• DOCUMENT

■ ■ ■ ■ ■

Raquel Rolnik is Back In Los Angeles And Our Housing Crisis Is Worse Than Ever

Spike Friedman
KNOCK
Published in
4 min readAug 21, 2019
(Photo: Mary Braswell)

Raquel Rolnik, the former UN special rapporteur on the Right to Adequate Housing, returned to Los Angeles’ Skid Row neighborhood last week for the first time in a decade. When she was last here, she brought global attention to Los Angeles’ homelessness and housing crisis. And in the intervening decade these crises have only gotten worse. And Rolnik, the author of Urban Warfare: Housing Under the Empire of Finance has an answer as to why: “the housing crisis became systemic and it is clearly linked to the financialization of housing.”

■ ■ ■ ■ ■

• DATASET EXTRACT
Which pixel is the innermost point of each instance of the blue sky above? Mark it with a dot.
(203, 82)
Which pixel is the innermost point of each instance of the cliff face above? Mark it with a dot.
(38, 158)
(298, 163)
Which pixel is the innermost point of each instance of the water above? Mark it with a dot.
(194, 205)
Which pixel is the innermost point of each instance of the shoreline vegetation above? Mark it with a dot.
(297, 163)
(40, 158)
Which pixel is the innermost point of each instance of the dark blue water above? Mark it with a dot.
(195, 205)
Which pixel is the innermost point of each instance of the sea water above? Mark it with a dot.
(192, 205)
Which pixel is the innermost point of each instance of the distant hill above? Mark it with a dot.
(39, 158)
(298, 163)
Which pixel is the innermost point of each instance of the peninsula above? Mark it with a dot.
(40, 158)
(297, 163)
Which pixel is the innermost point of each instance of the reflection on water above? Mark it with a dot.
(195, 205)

■ ■ ■ ■ ■

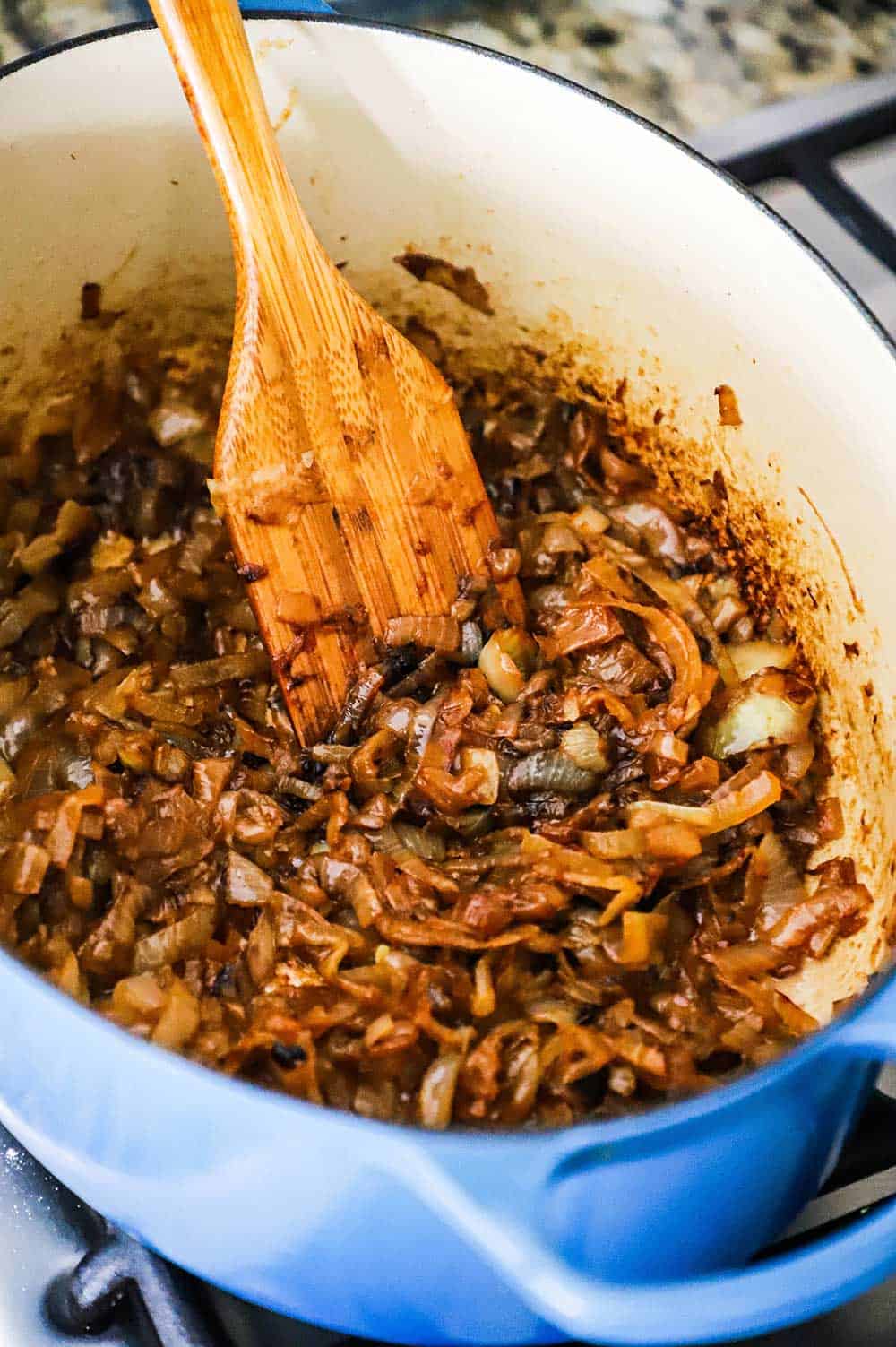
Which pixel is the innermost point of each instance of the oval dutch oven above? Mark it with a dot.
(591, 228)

■ ■ ■ ■ ■

• EXERCISE REQUIREMENTS
• A. Using the article about Raquel Rolnik's return to Los Angeles, decide whether each statement agrees with it: (i) Rolnik's visit to Skid Row last week was her first in twenty years; (ii) Rolnik wrote Urban Warfare: Housing Under the Empire of Finance; (iii) the homelessness and housing crises have eased since her previous visit. For each, answer yes or no and quote the deciding words.
• B. Repeat the passage of the article about Raquel Rolnik's return to Los Angeles, everything from "Raquel Rolnik is" down to "(Photo: Mary Braswell)".
• C. Carry on the article about Raquel Rolnik's return to Los Angeles from the point where it stops.

• RESPONSES
• A.
(i) No: "for the first time in a decade."
(ii) Yes: "the author of Urban Warfare: Housing Under the Empire of Finance"
(iii) No: "in the intervening decade these crises have only gotten worse."

• B.
Raquel Rolnik is Back In Los Angeles And Our Housing Crisis Is Worse Than Ever

Spike Friedman
KNOCK
Published in
4 min readAug 21, 2019
(Photo: Mary Braswell)

• C.
Rolnik was in Los Angeles for the past two week as part of the Methodologies For Housing Justice: Summer Institute, put on by UCLA’s Institute On Inequality And Democracy at UCLA Luskin. The program, which brings together activists and academics from across the globe to discuss issues related to housing justice both at UCLA and at LA CAN on Skid Row, represents for Rolnik part of an evolution in the role of the academy within the housing justice movement. “For a long time, the academic world and the community action/organizing worlds, have been completely separate,” said Rolnik, “but in reality we see all over the world more and more students and professors and researchers are also parts of social movements.” For her the question posed by this Institute is how academic research related to housing justice can be done in service of the movements themselves. “It’s not a question of use after,” says Rolnik as I spoke to her at UCLA.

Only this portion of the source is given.